Aim
Please give the data below again in full, exactly as it stands.

○ ○ ○ ○ ○

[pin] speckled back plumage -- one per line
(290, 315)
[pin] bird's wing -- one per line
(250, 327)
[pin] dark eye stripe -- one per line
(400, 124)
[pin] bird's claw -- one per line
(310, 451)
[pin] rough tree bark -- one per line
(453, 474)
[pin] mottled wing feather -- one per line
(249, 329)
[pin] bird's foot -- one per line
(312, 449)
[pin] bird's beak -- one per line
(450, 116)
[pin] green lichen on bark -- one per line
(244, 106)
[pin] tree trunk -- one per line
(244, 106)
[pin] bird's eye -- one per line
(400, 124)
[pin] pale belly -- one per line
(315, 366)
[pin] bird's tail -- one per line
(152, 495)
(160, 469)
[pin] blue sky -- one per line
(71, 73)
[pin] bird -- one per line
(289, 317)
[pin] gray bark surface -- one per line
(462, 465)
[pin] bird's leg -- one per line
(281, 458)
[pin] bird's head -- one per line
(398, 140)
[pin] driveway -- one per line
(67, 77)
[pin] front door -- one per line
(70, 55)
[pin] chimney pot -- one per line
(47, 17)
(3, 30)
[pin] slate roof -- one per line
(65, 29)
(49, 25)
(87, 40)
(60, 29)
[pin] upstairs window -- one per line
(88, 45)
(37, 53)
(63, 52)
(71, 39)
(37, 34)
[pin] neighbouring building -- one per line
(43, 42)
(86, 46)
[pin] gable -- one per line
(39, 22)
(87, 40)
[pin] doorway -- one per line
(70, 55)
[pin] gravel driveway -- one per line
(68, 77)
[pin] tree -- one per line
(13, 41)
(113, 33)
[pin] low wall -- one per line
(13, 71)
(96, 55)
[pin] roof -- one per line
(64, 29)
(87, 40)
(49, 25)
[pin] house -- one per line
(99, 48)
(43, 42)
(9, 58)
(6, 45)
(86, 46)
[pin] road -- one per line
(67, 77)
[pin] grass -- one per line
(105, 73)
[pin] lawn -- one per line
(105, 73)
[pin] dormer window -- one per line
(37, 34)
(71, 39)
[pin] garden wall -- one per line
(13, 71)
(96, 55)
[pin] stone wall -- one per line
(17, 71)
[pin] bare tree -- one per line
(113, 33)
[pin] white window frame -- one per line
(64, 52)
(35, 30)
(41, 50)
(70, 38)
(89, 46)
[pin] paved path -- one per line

○ ○ ○ ○ ○

Solution
[pin] speckled back plumage -- one per line
(290, 315)
[pin] bird's wing -- one per line
(250, 327)
[pin] dark eye stripe -- one per line
(400, 124)
[pin] bird's claw -- one per line
(310, 451)
[pin] rough tree bark -- one per line
(453, 474)
[pin] mottled wing feather -- one per line
(249, 329)
[pin] bird's foot -- one per line
(312, 449)
[pin] bird's beak -- one per line
(450, 116)
[pin] green lichen on bark -- one per line
(244, 106)
[pin] tree trunk -- one per line
(244, 106)
[pin] bird's eye -- one per line
(400, 124)
[pin] pale belly -- one per line
(315, 366)
[pin] bird's tail -- one per line
(152, 495)
(160, 469)
[pin] blue sky -- one per line
(71, 73)
[pin] bird -- one per line
(289, 317)
[pin] gray bark surface -- one per line
(462, 465)
[pin] bird's leg -- one per line
(281, 458)
[pin] bird's head -- one per line
(398, 140)
[pin] driveway -- one per line
(67, 77)
[pin] front door -- one per line
(70, 55)
[pin] chimney pot -- one per line
(47, 17)
(3, 30)
[pin] slate roof -- one per line
(65, 29)
(49, 25)
(87, 40)
(60, 29)
[pin] upstairs window -- one per line
(88, 45)
(37, 53)
(63, 52)
(71, 39)
(37, 34)
[pin] neighbouring building -- one per line
(43, 42)
(86, 46)
[pin] gable -- one per line
(39, 22)
(87, 40)
[pin] doorway -- one per line
(70, 55)
[pin] gravel driveway -- one per line
(68, 77)
[pin] tree -- one per line
(13, 41)
(113, 33)
[pin] low wall -- one per line
(13, 71)
(96, 55)
[pin] roof -- one per line
(64, 29)
(87, 40)
(49, 25)
[pin] house -- one per line
(99, 48)
(43, 42)
(9, 58)
(6, 45)
(86, 46)
[pin] road -- one per line
(67, 77)
[pin] grass -- one per line
(105, 73)
[pin] lawn -- one per line
(105, 73)
[pin] dormer window -- one per line
(37, 34)
(71, 39)
[pin] garden wall -- one per line
(13, 71)
(96, 55)
[pin] stone wall -- one per line
(17, 71)
[pin] bare tree -- one per line
(113, 33)
[pin] white window frame -- one per line
(64, 52)
(35, 30)
(41, 50)
(70, 38)
(89, 46)
[pin] paved path -- one per line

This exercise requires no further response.